_O QUE FAZER_.
[a] Segundo o texto sobre a Lei do Superendividamento, com que objetivo essa lei foi criada? Responda em até três frases.
[b] Transcreva do texto sobre a Lei do Superendividamento o trecho que começa nas palavras "Enquanto não há" e termina depois de "devem ser analisados.".
[c] Por favor, reescreva em forma de lista o parágrafo do texto sobre a Lei do Superendividamento que começa com "As dívidas podem se tornar", mantendo os fatos principais.

_BLOCO DE TEXTO_.

********

Opinião

A Lei do Superendividamento e o mínimo existencial

Enquanto não há uma regulamentação específica, a situação continua a critério dos julgadores

2 de maio de 2022

Por Flávio Christensen Nobre*

As dívidas podem se tornar uma “bola de neve”. Um empréstimo para pagar uma conta já atrasada, o uso do cartão de crédito para tentar acertar dívidas mais antigas e pronto: o consumidor já não consegue mais pagar nada. E quando esse montante devido ultrapassa a remuneração daquele indivíduo, se caracteriza o superendividamento. Com o objetivo de melhorar essa situação e minimizar a inadimplência, foi criada a Lei do Superendividamento, de número 14.181/21. Por mais que ela possa ser benéfica, alguns pontos devem ser analisados.

É fundamental que esse assunto seja colocado em pauta e que uma lei específica para os inadimplentes tenha sido criada. Para se ter uma ideia, somente até o ano passado, 72,5 milhões brasileiros estavam negativados no Serasa.

********

_LINHAS DE DADOS_.
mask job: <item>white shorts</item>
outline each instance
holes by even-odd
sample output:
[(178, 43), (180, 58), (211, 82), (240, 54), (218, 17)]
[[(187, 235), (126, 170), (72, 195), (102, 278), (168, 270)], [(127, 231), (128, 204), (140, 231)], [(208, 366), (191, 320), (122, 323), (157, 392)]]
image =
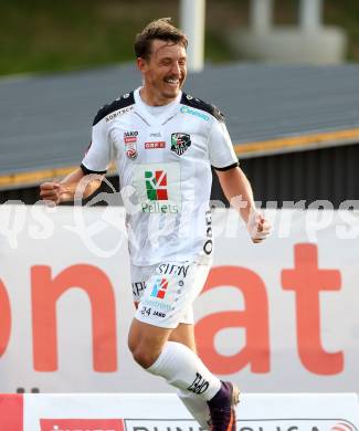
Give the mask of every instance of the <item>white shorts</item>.
[(202, 291), (211, 265), (198, 262), (162, 262), (130, 266), (135, 317), (150, 325), (176, 328), (193, 324), (193, 302)]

********

_RESPOSTAS_.
[a] A Lei do Superendividamento, de número 14.181/21, foi criada com o objetivo de melhorar a situação do consumidor superendividado, cujo montante devido ultrapassa a própria remuneração, e de minimizar a inadimplência.

[b]
Enquanto não há uma regulamentação específica, a situação continua a critério dos julgadores

2 de maio de 2022

Por Flávio Christensen Nobre*

As dívidas podem se tornar uma “bola de neve”. Um empréstimo para pagar uma conta já atrasada, o uso do cartão de crédito para tentar acertar dívidas mais antigas e pronto: o consumidor já não consegue mais pagar nada. E quando esse montante devido ultrapassa a remuneração daquele indivíduo, se caracteriza o superendividamento. Com o objetivo de melhorar essa situação e minimizar a inadimplência, foi criada a Lei do Superendividamento, de número 14.181/21. Por mais que ela possa ser benéfica, alguns pontos devem ser analisados.

[c]
- As dívidas podem virar uma "bola de neve": um empréstimo para pagar uma conta atrasada ou o uso do cartão de crédito para acertar dívidas antigas leva o consumidor a não conseguir pagar mais nada.
- O superendividamento se caracteriza quando o montante devido ultrapassa a remuneração do indivíduo.
- A Lei do Superendividamento (nº 14.181/21) foi criada para melhorar essa situação e minimizar a inadimplência.
- Embora possa ser benéfica, a lei tem pontos que devem ser analisados.